The latest is that they want to find a real girl to do it – which is what I wanted all along – and have Charles be the big name actor. There was some talk of doing a reality show like “In search of Aurora” - a kind of a documentary of the casting of this film but do it as a reality TV show - but I haven’t heard anything more about that. I think it would be fantastic to find a bodybuilding girl who can act - faking the muscle on this thing would have broken my heart. In the script I intentionally pulled her way back so she’s a beginner so she doesn’t have a lot of mature muscle on her. She’s beautiful and muscular but she’s not huge, which makes it a lot easier to cast.

But do you think many female bodybuilders would audition for it? A lot of people think Chemical Pink portrays the sport in a bad light.

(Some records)
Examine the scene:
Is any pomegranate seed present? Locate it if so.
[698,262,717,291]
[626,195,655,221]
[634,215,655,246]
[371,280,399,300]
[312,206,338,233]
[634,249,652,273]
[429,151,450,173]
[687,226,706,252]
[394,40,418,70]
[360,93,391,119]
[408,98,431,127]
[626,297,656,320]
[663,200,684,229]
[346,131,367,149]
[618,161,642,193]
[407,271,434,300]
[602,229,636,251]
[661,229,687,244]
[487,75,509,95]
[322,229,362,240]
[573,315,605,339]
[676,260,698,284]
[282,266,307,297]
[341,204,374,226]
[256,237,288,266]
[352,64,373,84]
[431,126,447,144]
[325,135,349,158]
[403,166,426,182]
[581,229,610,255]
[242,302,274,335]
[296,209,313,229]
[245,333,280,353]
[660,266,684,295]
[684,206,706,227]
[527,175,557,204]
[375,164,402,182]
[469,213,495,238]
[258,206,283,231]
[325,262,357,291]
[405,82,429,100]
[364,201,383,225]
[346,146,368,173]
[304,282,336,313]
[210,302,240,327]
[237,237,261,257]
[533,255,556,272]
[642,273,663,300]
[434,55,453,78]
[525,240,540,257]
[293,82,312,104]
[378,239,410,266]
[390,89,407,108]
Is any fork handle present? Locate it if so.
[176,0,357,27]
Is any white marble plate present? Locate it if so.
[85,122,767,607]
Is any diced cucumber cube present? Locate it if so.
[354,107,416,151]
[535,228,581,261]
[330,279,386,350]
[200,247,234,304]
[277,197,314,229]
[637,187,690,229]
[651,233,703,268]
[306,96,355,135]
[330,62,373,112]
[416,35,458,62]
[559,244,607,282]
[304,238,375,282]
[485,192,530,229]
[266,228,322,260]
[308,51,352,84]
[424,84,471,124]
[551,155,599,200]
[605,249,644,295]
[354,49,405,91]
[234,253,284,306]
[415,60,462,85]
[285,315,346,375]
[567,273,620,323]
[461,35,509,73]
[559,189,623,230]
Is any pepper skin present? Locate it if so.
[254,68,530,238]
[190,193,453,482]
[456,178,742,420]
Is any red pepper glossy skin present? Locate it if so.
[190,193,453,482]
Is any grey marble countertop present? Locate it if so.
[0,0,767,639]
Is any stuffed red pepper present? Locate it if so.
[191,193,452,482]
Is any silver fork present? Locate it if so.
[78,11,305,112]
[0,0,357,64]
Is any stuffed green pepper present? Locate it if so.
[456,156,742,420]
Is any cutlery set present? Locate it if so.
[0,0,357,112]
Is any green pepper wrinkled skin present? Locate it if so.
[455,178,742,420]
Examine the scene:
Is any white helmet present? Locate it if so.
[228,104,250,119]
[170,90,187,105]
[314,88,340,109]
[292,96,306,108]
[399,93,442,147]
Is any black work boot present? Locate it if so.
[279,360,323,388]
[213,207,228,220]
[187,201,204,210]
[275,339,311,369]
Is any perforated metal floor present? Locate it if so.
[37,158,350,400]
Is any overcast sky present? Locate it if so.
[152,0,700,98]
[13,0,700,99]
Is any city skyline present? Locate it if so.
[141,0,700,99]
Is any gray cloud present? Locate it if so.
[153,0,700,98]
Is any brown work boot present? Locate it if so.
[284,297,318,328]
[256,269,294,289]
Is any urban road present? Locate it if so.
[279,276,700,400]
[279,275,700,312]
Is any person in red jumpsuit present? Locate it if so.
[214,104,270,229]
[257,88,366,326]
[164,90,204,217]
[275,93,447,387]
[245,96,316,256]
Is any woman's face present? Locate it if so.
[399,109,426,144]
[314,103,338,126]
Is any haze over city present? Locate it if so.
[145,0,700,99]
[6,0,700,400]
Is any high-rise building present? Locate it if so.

**Goal 1**
In the passage on casting the film, list each description of the character given in the sentence that begins "She's beautiful".
**Goal 2**
Rewrite the passage on casting the film, starting with "The latest is" and going on through "easier to cast.", with "girl" changed to "woman".
**Goal 3**
Carry the passage on casting the film forward from its final line.

**Expected answer 1**
beautiful; muscular; not huge

**Expected answer 2**
The latest is that they want to find a real woman to do it – which is what I wanted all along – and have Charles be the big name actor. There was some talk of doing a reality show like “In search of Aurora” - a kind of a documentary of the casting of this film but do it as a reality TV show - but I haven’t heard anything more about that. I think it would be fantastic to find a bodybuilding woman who can act - faking the muscle on this thing would have broken my heart. In the script I intentionally pulled her way back so she’s a beginner so she doesn’t have a lot of mature muscle on her. She’s beautiful and muscular but she’s not huge, which makes it a lot easier to cast.

**Expected answer 3**
In my opinion, I wasn’t portraying it in a good light or a bad light. I was just showing it. This is what I saw going on. I didn’t sugar coat it, I just wrote the truth. But I really don’t feel negative about the sport. There are good and bad things about it, but that is true of any professional sport. The novel is more about the relationship with Charles and the place he is leading Aurora. It’s about his obsession about experimenting on her. It’s not the sport, it’s the relationship between the two characters. If I’m judging anything, it’s obsessive, controlling men that try to take over women’s lives.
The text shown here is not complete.